(Records from a data source)
☆ ☆ ☆

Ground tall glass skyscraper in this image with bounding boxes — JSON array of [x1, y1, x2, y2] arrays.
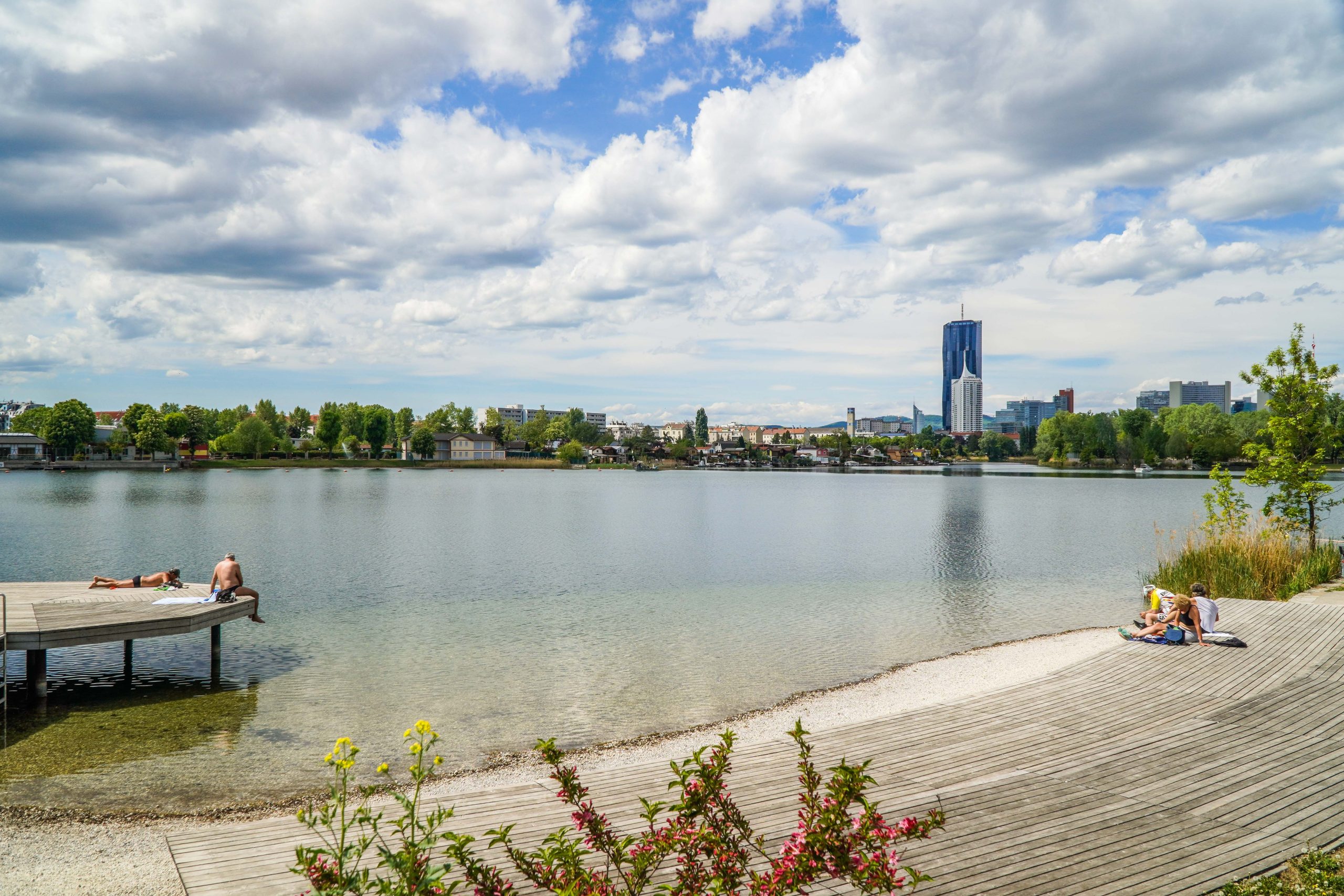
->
[[942, 321, 985, 428]]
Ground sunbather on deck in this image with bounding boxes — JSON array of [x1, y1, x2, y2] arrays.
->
[[1119, 594, 1217, 648], [89, 570, 182, 588]]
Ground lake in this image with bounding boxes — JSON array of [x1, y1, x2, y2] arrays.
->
[[0, 468, 1279, 811]]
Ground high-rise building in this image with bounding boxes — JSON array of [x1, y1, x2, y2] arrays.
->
[[942, 320, 985, 433], [943, 349, 985, 433], [1135, 389, 1172, 414], [1168, 380, 1233, 414], [495, 404, 606, 428]]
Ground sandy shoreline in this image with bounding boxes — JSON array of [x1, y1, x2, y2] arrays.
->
[[0, 629, 1119, 896]]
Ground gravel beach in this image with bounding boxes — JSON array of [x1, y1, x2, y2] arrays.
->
[[0, 629, 1119, 896]]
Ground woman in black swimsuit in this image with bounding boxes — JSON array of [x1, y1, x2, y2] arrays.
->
[[89, 570, 182, 588]]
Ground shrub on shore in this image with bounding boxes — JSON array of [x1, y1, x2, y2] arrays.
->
[[292, 720, 943, 896], [1148, 529, 1340, 600], [1220, 849, 1344, 896]]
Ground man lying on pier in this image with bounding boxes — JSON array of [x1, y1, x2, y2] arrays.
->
[[209, 551, 265, 622], [89, 570, 183, 588]]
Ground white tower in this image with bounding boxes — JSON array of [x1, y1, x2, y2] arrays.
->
[[943, 349, 985, 433]]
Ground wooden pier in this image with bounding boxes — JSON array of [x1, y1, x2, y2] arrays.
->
[[0, 581, 255, 701], [168, 600, 1344, 896]]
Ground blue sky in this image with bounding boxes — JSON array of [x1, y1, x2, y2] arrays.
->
[[0, 0, 1344, 423]]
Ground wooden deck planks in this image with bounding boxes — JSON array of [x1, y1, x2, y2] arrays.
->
[[0, 582, 254, 650], [170, 600, 1344, 896]]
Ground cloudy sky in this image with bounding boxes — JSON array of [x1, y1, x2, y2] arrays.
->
[[0, 0, 1344, 423]]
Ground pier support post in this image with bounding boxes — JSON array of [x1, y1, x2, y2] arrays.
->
[[27, 650, 47, 701]]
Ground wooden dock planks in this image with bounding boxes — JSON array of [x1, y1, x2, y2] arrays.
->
[[168, 600, 1344, 896], [0, 582, 254, 650]]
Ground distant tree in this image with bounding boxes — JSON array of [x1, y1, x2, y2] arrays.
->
[[285, 404, 313, 439], [164, 411, 191, 440], [364, 404, 393, 458], [340, 402, 364, 444], [313, 402, 344, 457], [182, 404, 209, 446], [108, 426, 132, 461], [393, 407, 415, 445], [233, 415, 276, 458], [425, 402, 476, 433], [41, 398, 94, 457], [980, 433, 1013, 461], [1242, 324, 1340, 551], [555, 439, 586, 463], [121, 402, 154, 438], [9, 407, 51, 435], [134, 408, 172, 454], [411, 426, 435, 461], [209, 407, 246, 438]]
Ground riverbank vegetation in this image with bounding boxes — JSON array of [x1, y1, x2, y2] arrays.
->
[[292, 720, 943, 896], [1219, 849, 1344, 896]]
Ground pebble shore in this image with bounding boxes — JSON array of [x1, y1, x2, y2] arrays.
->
[[0, 629, 1119, 896]]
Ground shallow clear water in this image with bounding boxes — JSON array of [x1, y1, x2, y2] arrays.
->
[[0, 470, 1279, 810]]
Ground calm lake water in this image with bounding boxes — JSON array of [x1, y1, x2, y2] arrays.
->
[[0, 470, 1301, 810]]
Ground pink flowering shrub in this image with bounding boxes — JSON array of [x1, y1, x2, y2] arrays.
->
[[295, 723, 943, 896]]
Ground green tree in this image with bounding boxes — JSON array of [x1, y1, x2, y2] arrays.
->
[[555, 439, 587, 463], [134, 407, 172, 452], [519, 410, 551, 451], [164, 411, 191, 440], [209, 407, 247, 438], [1242, 324, 1340, 551], [980, 433, 1013, 461], [411, 426, 435, 461], [393, 407, 415, 445], [233, 415, 276, 458], [182, 404, 209, 447], [9, 407, 51, 435], [121, 402, 154, 438], [285, 404, 313, 439], [313, 402, 345, 457], [253, 398, 285, 439], [41, 398, 94, 457], [340, 402, 364, 442], [364, 404, 393, 458], [1202, 463, 1251, 537]]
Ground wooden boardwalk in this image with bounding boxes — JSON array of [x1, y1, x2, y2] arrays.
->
[[0, 581, 255, 699], [168, 600, 1344, 896]]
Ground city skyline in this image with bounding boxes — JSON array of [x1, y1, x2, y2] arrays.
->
[[0, 0, 1344, 422]]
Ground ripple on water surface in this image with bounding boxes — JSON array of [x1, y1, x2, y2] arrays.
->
[[0, 470, 1247, 811]]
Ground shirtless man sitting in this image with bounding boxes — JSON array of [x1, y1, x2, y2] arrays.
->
[[89, 570, 183, 588], [209, 552, 265, 622]]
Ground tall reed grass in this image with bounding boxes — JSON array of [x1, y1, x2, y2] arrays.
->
[[1148, 520, 1340, 600]]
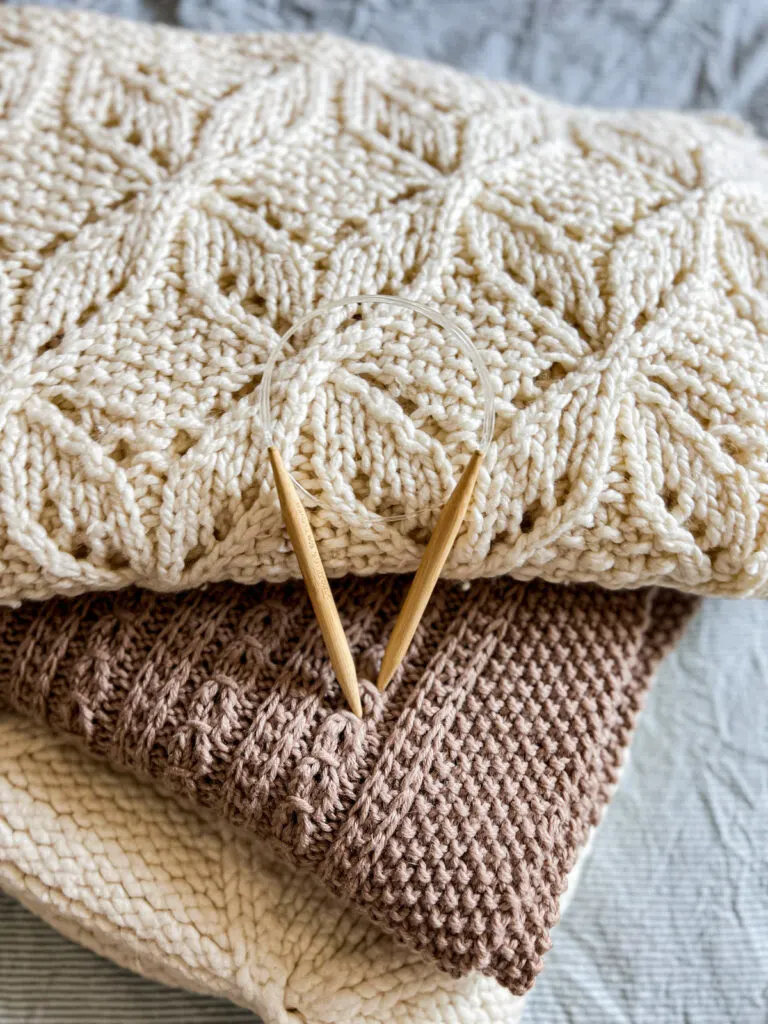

☆ ☆ ☆

→ **The task**
Write out everything from the line containing "Ground ripple on" down to the final line, keeping the requests, and lower every bounding-box coordinate in the answers by 17. Leave the pictures out of your answer.

→ **Full output**
Ground ripple on water surface in this image with bounding boxes — JSON array of [x1, y1, x2, y2] arrays.
->
[[-17, 453, 1230, 794]]
Ground shirtless man sitting in this image with bounding boxes — JSON array of [x1, y1, x2, y2] arrays.
->
[[72, 553, 166, 571], [192, 535, 248, 605]]
Ground tall reed grass in this image with bounding boxes — JSON array of [x1, y1, x2, y2] arrays.
->
[[1131, 503, 1323, 583]]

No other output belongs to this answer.